* WHAT YOU ARE ASKED TO DO: Output the material beneath exactly, leaving nothing out.

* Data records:
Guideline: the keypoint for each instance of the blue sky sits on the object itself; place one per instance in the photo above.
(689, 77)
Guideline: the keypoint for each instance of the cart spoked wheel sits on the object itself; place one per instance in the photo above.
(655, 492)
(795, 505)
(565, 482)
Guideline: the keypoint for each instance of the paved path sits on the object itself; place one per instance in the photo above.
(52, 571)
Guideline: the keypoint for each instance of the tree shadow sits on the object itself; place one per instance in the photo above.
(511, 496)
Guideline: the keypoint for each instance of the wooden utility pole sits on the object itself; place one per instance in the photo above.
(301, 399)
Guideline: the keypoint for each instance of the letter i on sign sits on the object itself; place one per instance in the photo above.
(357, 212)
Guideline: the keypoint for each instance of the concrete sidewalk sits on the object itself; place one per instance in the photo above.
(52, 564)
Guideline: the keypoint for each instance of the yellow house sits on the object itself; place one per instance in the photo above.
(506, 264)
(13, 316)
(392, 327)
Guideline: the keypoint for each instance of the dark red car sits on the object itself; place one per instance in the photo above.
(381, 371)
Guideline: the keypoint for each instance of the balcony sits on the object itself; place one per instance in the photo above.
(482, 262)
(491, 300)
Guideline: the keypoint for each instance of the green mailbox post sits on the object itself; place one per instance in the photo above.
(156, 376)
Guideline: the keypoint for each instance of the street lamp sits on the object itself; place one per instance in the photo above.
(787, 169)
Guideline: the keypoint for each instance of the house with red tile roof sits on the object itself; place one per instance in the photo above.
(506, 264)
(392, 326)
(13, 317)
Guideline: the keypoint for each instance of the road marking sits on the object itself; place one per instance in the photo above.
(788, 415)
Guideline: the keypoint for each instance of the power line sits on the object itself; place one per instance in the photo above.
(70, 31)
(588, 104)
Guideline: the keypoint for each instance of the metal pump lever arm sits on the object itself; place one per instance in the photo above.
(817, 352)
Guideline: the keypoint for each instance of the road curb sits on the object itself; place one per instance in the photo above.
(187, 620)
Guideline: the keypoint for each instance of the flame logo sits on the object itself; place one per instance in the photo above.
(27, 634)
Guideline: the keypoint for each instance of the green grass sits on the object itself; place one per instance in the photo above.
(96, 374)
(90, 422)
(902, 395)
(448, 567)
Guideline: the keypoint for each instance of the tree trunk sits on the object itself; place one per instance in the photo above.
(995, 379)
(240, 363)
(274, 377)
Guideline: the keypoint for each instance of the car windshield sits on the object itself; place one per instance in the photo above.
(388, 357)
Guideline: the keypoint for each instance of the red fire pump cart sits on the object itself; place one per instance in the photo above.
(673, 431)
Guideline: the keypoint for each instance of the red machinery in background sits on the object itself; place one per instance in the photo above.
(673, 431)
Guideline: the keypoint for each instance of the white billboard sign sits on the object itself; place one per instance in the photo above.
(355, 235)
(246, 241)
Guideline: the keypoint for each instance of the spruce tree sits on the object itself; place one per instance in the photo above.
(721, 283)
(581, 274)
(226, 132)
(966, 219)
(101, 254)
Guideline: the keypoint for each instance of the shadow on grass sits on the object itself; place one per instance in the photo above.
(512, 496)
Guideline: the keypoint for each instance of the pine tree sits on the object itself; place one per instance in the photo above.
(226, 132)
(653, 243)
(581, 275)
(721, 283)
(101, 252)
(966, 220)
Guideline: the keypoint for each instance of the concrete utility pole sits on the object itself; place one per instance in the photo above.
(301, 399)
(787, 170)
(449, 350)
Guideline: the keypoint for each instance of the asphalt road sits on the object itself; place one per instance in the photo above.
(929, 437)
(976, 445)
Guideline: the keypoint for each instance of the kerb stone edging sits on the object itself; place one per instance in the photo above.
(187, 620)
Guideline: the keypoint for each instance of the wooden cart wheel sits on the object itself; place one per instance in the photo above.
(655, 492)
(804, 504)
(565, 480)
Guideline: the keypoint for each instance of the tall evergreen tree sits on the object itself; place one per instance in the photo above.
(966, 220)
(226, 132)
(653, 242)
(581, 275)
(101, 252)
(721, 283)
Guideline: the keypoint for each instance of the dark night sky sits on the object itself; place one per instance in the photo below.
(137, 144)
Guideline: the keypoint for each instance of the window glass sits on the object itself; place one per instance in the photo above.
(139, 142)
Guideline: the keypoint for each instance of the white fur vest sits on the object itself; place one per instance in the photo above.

* TASK RESPONSE:
Guideline: the keypoint for each instance of the blue sky sits on the object itself; place one per instance in the photo above.
(689, 77)
Guideline: the keypoint for each instance of the cart spoked wheel sits on the object itself; place one per instance in the photo above.
(655, 492)
(795, 505)
(565, 482)
Guideline: the keypoint for each instance of the paved path sits on the object itself; place one per instance in the photo above.
(52, 571)
Guideline: the keypoint for each instance of the tree shadow sits on the object itself; place one per instance in the photo above.
(511, 496)
Guideline: the keypoint for each instance of the wooden utility pole sits on the object itself; place one per instance in the photo above.
(301, 399)
Guideline: the keypoint for each instance of the letter i on sign sits on the object itself; place one per instance in the photo above.
(357, 212)
Guideline: the keypoint for each instance of the concrete sidewalk sits on the object itself; place one per instance in the photo above.
(52, 564)
Guideline: the keypoint for each instance of the yellow house sits on the object itself; place one per instance in the photo above.
(506, 264)
(13, 316)
(392, 327)
Guideline: the keypoint for each instance of the dark red car sits on the object itself; place one per instance in the photo above.
(381, 371)
Guideline: the keypoint for each instance of the balcony sits on the object itself; place one per instance in the photo above.
(482, 262)
(491, 300)
Guideline: the keypoint for each instance of the green mailbox post sits on the object itself; place one per instance in the photo above.
(156, 376)
Guideline: the keypoint for each instance of the street lamp sits on the object itself; place one per instance in the photo above.
(787, 169)
Guideline: the keypoint for each instance of the house with red tile roof sits on the object itself; place one per instance in the photo above.
(506, 264)
(392, 326)
(13, 317)
Guideline: the keypoint for each instance of the road marking sits on the object itself; place one per instance in the photo above.
(788, 415)
Guideline: the keypoint for each instance of the power line sits on the object itself; place one per instance in the photo above.
(70, 31)
(588, 104)
Guideline: the keypoint for each instance of the metal pump lever arm sits on the object itself; place one per instance in the photo above.
(817, 352)
Guideline: the keypoint for each instance of the road curb sits on the object itself; place one per instance in the photo above.
(187, 620)
Guideline: the keypoint for each instance of the flame logo sits on the object itself; place one per instance in the photo above.
(27, 634)
Guideline: the keypoint for each instance of the green grass sits on the object itself; place one per instance in the photo above.
(96, 374)
(90, 422)
(902, 395)
(448, 567)
Guideline: the keypoint for each instance of the tree trunk sits on the object itself; place one per instance in the photo above.
(995, 379)
(240, 363)
(274, 377)
Guideline: the keypoint for each instance of the car windshield sits on the object itself; place one per instance in the photo above.
(388, 357)
Guideline: the keypoint for each instance of the red fire pump cart sits on the object itself; place one per instance in the photo above.
(673, 431)
Guideline: the keypoint for each instance of the red machinery in background sits on the object itself; place one per instance in the photo above.
(673, 431)
Guideline: the keypoint for each instance of the white billboard sign sits on the object itself; place one per instance in the photo above.
(355, 235)
(246, 241)
Guideline: the keypoint for each instance of the spruce tree sits on the object itself; place one per instance in the photo above.
(721, 283)
(581, 274)
(226, 132)
(966, 219)
(101, 254)
Guideline: the keypoint for each instance of the shadow on grass sits on the object itself; place one per instance in the photo above.
(512, 496)
Guideline: the keypoint for each instance of the pine tree sits on the object itself; place one per instance in the photo above.
(226, 132)
(653, 243)
(581, 275)
(721, 283)
(101, 252)
(966, 220)
Guideline: the keypoint for each instance of the concrete utility pole sits on the object itself; place one per instance in the photo above.
(301, 399)
(787, 170)
(449, 350)
Guideline: the keypoint for each instance of the asphalt road sits on the object itself; place one per instance in the photo above.
(929, 437)
(976, 445)
Guideline: the keypoint for each instance of the kerb stone edging sits on the object itself; place one per instance in the photo above.
(187, 620)
Guideline: the keypoint for each instance of the wooden cart wheel sits on the object itself; place one per instance in the photo above.
(655, 492)
(804, 504)
(565, 480)
Guideline: the keypoint for each instance of the tall evergreen tree sits on the object itself; place one per instance in the photo above.
(966, 220)
(226, 132)
(653, 242)
(581, 275)
(101, 252)
(721, 283)
Guideline: the keypoint for each instance of the dark night sky sits on the object itself; place one per instance in the photo below.
(137, 144)
Guideline: the keypoint for each instance of the window glass sits on the object itself; place one per instance in the photo above.
(139, 142)
Guideline: the keypoint for each instance of the white fur vest sits on the object itself; place one per instance in the photo above.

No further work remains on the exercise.